#### Supplied data
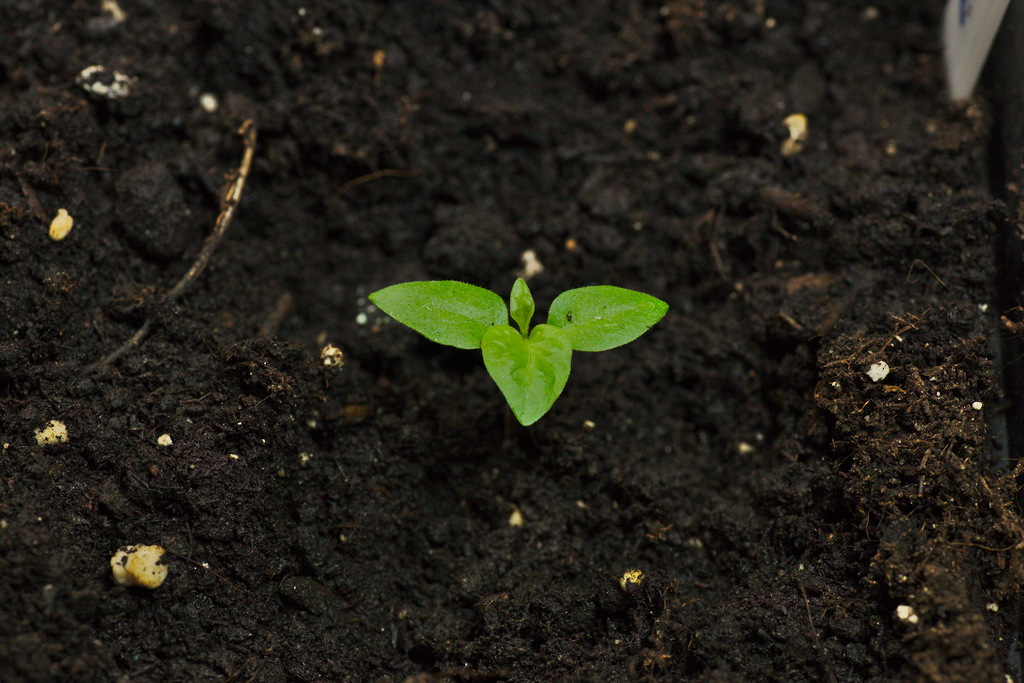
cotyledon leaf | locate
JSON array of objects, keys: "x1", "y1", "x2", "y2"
[
  {"x1": 481, "y1": 324, "x2": 572, "y2": 425},
  {"x1": 369, "y1": 281, "x2": 507, "y2": 349},
  {"x1": 547, "y1": 286, "x2": 668, "y2": 352}
]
########
What is expected = With the pictures omitted, give every line above again exactly.

Result of this exercise =
cotyledon leaf | locate
JSON array of objects, keys: "x1", "y1", "x2", "y2"
[
  {"x1": 481, "y1": 324, "x2": 572, "y2": 425},
  {"x1": 369, "y1": 281, "x2": 507, "y2": 349},
  {"x1": 547, "y1": 286, "x2": 668, "y2": 352}
]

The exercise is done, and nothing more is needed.